> _ОТРЫВОК_:
━━━━━━━━━━━━━━━━
Переезд Ахматовой и дочери Пунина с семьей из этого дома на новую квартиру произошел, наконец, в 1952 г.
...Квартира понравилась А. А. <…> И никаких пропусков — свободный вход! <…> Но все-таки Фонтанный Дом и сад, загражденный <…> от нас железной сеткой <…> мы покидали с болью. Из родного дома, в котором столько было пережито, мы переезжали в неизвестность.
Далее И. Н. Пунина цитирует стихотворение Ахматовой «Особенных претензий не имею…» (1952), где покидаемый фонтанный дворец назван «сиятельным», а его кровля — «знаменитой». Хотя Ахматова при этом подчеркивает, что… Я нищей В него вошла и нищей выхожу [Ахматова 1967–1983: III, 75], в действительности она ценила богатую возможность помечать свои стихи Фонтанным Дворцом и любила его эмблему — герб со львами, короной и надписью DEUS CONSERVAT OMNIA, украшавший его фасад, а ныне вошедший в симболарий ахматовского культа. Как и во многих других случаях, Ахматова сумела обратить «слабость», в данном случае — проживание на птичьих правах и почти тюремном режиме, в «силу» — своеобразный синтез имперской и советской власти. Под пером, еще недавно уполномоченным отмечать пропуска, слова о пропуске в бессмертие обретают дополнительную магию.
━━━━━━━━━━━━━━━━
> _ПЕРЕЧЕНЬ ЗАПИСЕЙ_:

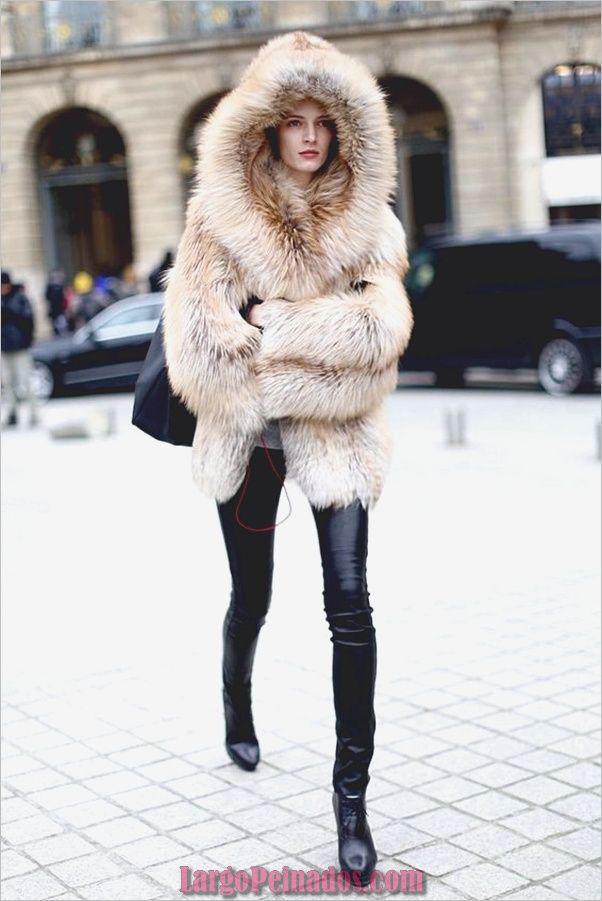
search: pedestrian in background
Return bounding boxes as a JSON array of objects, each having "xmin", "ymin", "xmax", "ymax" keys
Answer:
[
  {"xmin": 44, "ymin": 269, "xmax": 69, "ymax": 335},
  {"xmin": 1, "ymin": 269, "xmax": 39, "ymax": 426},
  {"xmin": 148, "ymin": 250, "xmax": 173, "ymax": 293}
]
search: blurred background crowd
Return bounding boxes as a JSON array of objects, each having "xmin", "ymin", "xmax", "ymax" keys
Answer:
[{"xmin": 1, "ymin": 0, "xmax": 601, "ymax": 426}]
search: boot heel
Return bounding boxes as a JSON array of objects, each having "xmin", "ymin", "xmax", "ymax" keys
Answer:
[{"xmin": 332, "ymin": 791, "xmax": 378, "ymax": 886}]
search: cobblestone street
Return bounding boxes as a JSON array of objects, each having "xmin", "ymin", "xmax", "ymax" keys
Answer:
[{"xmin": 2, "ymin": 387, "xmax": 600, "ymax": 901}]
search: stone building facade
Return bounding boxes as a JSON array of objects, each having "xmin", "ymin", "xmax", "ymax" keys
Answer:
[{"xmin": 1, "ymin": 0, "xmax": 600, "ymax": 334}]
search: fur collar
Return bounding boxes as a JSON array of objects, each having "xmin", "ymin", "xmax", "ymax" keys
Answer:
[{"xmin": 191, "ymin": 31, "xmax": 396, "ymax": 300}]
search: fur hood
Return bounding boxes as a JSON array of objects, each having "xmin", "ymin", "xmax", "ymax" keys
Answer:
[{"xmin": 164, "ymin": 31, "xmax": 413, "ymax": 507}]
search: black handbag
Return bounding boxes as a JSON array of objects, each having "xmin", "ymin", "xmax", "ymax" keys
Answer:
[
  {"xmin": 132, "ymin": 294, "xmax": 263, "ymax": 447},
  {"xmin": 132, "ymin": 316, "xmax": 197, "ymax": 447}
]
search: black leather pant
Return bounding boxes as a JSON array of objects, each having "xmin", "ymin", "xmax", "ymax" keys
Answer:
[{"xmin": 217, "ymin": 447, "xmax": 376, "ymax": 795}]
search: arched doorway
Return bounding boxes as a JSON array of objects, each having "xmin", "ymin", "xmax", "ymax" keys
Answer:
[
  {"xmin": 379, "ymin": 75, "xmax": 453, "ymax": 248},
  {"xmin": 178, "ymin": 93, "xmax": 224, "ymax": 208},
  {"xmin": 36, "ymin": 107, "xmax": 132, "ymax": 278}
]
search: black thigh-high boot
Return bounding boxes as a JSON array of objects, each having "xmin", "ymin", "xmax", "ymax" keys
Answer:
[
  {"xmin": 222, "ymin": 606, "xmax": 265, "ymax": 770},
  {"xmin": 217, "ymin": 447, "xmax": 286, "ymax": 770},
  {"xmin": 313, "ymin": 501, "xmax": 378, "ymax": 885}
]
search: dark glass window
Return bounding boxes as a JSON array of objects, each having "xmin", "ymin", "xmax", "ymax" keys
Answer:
━━━━━━━━━━━━━━━━
> _ВОПРОСЫ_:
1 > В каком году, согласно отрывку о Фонтанном Доме, Ахматова переехала на новую квартиру?
2 > Допишите отрывок о переезде Ахматовой из Фонтанного Дома, продолжив его после последнего предложения.

> _ОТВЕТЫ ПО ПОРЯДКУ_:
1 > В 1952 году.

2 >
Говоря об ахматовском «администрировании», я ради эксплицитности утрирую. Власть Ахматовой носила практически незначительный, призрачный, чисто символический характер (что, впрочем, немало для поэта и жизнетворца). Но ее озабоченность атрибутами престижа и официальным распределением благ, почестей и форм увековечения была вполне реальной. От выдачи пропуска в бессмертие Мандельштаму обратимся к предоставлению места для памятника Пастернаку.
...— Ему очень много будет написано стихов. Ему — и о его похоронах. А памятник, я думаю, следует поставить либо на Волхонке (с бульвара за угол есть дом), либо против почтамта. Там, кажется, сейчас стоит Грибоедов. Но Грибоедова можно переставить; ему ведь все равно где, лишь бы в Москве.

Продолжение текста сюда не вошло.